YOUR GOAL => Copy the data below exactly, starting at the line that contains "Expected: for every instance of the navy blue uniform" and ending with the final line of the data.
[START OF INFORMATION SUPPLIED]
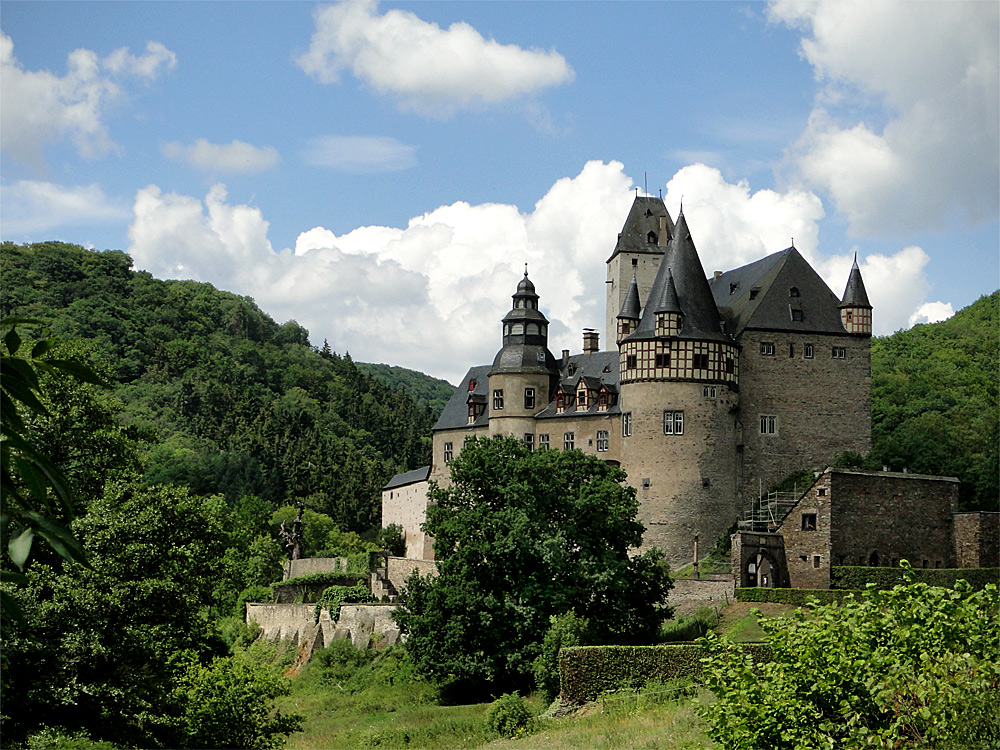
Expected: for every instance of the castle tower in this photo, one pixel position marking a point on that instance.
(679, 384)
(524, 371)
(638, 252)
(855, 311)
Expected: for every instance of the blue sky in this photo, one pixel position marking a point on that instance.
(381, 172)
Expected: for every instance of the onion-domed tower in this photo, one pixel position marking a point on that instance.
(680, 386)
(524, 371)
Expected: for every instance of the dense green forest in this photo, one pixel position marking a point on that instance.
(228, 401)
(935, 404)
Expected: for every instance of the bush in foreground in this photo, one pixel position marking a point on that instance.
(916, 666)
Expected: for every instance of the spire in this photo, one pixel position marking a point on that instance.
(855, 294)
(630, 308)
(680, 283)
(668, 301)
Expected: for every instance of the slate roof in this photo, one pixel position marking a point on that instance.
(631, 310)
(759, 295)
(691, 292)
(855, 294)
(456, 411)
(408, 477)
(643, 218)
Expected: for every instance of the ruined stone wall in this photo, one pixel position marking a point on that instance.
(807, 530)
(311, 565)
(686, 484)
(822, 404)
(977, 540)
(407, 506)
(398, 569)
(880, 518)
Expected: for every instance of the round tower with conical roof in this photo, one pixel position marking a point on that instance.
(524, 372)
(855, 311)
(680, 392)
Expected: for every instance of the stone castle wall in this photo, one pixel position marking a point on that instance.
(822, 404)
(407, 506)
(686, 484)
(883, 517)
(977, 540)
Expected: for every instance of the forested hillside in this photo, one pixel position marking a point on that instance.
(935, 405)
(228, 401)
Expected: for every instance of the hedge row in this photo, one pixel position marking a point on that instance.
(856, 577)
(798, 597)
(587, 671)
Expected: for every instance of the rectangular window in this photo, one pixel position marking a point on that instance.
(673, 423)
(602, 441)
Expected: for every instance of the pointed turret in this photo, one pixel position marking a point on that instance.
(628, 318)
(855, 310)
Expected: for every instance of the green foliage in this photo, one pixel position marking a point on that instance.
(242, 406)
(689, 628)
(521, 536)
(333, 597)
(935, 404)
(390, 538)
(588, 671)
(858, 577)
(228, 704)
(565, 630)
(509, 717)
(917, 666)
(796, 597)
(427, 392)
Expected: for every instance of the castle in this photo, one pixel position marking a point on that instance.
(716, 389)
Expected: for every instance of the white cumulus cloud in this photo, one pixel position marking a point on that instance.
(433, 71)
(236, 157)
(40, 107)
(360, 154)
(431, 295)
(929, 73)
(34, 207)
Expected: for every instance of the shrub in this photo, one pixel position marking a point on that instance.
(509, 716)
(566, 630)
(858, 577)
(796, 597)
(917, 666)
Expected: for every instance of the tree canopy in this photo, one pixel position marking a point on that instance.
(520, 537)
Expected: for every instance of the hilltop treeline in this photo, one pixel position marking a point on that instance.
(935, 405)
(229, 401)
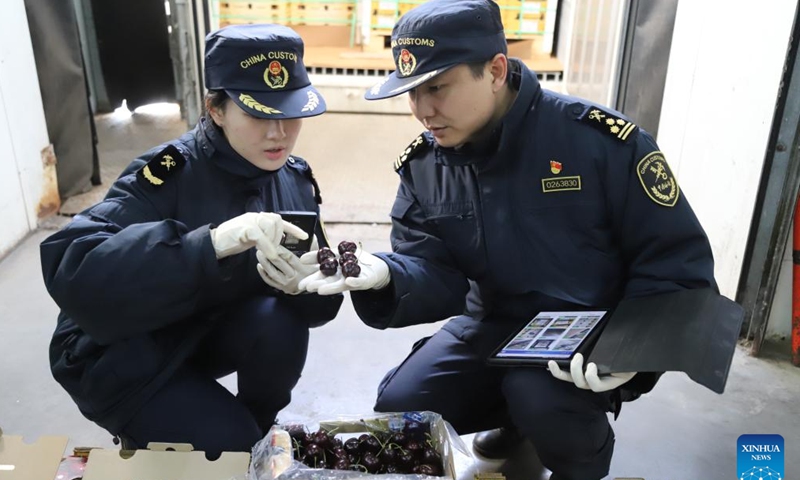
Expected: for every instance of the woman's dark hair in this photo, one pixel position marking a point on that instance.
(215, 99)
(477, 68)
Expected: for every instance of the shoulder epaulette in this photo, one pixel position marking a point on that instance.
(304, 168)
(608, 123)
(162, 165)
(409, 152)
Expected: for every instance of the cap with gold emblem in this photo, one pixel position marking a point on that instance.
(438, 35)
(261, 68)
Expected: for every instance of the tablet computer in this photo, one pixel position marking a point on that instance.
(551, 336)
(306, 221)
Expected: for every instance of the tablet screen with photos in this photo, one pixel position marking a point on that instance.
(551, 336)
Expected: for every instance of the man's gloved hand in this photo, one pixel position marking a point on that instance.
(263, 229)
(590, 380)
(374, 275)
(285, 272)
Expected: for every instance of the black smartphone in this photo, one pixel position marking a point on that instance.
(306, 221)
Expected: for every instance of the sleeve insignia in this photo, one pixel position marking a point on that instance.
(609, 123)
(409, 152)
(162, 165)
(657, 179)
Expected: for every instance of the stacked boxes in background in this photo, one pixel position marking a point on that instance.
(523, 18)
(321, 12)
(385, 14)
(238, 12)
(288, 12)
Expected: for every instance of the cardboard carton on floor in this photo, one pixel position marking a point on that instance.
(41, 460)
(36, 461)
(164, 462)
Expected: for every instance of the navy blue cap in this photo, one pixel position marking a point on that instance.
(438, 35)
(261, 68)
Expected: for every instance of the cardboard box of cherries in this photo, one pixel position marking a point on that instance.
(407, 446)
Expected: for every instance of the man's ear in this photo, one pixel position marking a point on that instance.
(498, 67)
(216, 114)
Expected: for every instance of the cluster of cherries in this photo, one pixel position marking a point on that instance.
(328, 264)
(403, 452)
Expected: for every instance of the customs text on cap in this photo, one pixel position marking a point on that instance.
(261, 68)
(438, 35)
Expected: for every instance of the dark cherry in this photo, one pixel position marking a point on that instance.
(391, 468)
(324, 253)
(339, 453)
(431, 456)
(351, 269)
(312, 461)
(351, 446)
(328, 267)
(345, 246)
(371, 463)
(322, 439)
(314, 451)
(415, 448)
(372, 445)
(388, 456)
(406, 460)
(399, 438)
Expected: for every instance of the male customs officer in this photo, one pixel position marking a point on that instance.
(514, 201)
(159, 284)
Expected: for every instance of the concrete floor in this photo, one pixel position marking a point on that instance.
(679, 431)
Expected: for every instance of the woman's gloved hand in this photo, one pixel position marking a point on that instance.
(262, 229)
(285, 272)
(374, 275)
(589, 380)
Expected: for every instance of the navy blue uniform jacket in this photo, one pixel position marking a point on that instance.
(136, 276)
(566, 204)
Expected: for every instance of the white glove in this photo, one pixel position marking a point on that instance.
(590, 380)
(285, 272)
(374, 275)
(241, 233)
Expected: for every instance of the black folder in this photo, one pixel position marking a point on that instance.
(692, 331)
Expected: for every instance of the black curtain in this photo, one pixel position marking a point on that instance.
(133, 42)
(65, 93)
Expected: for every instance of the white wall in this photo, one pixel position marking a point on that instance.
[END OF INFORMATION SUPPLIED]
SOLVED PROBLEM =>
Expected: for every instance of the navy blue uniform jacket in this photo, one pixel position marking a point on that instance.
(136, 276)
(566, 204)
Expected: for every instance of the white glove in this photo, one pixel position marking a point on that instance.
(590, 380)
(285, 272)
(374, 275)
(241, 233)
Expected: for every instance of the black folder in this photo, one pixel position marking a point on that instance.
(692, 331)
Expected: for every instance of the black curtain in this photo, one pixel position marking a point on that instance.
(133, 42)
(65, 93)
Expected: for every instance of the white wall in this photo, one pixel position marking a point on that instance.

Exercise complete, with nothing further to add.